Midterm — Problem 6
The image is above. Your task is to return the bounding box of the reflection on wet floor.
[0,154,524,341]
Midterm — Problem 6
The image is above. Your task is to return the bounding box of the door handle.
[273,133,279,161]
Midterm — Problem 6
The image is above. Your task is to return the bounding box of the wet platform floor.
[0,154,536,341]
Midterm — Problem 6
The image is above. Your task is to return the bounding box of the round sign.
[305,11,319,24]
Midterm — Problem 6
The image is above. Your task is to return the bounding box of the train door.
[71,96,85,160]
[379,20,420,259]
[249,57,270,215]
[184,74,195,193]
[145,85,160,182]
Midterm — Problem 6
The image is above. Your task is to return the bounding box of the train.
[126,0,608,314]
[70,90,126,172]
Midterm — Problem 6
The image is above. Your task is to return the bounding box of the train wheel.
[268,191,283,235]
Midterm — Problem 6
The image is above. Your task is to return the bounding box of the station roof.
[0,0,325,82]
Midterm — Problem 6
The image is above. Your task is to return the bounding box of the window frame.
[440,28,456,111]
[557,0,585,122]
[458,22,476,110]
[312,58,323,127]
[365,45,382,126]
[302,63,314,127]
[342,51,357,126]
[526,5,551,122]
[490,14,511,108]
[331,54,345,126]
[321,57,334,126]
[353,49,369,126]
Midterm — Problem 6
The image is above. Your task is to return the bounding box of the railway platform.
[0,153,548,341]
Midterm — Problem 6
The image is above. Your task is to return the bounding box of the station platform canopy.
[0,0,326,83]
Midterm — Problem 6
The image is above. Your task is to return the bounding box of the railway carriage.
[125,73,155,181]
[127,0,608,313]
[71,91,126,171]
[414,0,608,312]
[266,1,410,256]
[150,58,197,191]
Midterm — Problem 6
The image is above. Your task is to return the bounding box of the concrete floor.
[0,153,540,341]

__WHAT YOU WILL DO__
Count the lines in the rows above that contain the string "platform", matching case exactly. Reply with the number alone.

__FULL SOLUTION__
3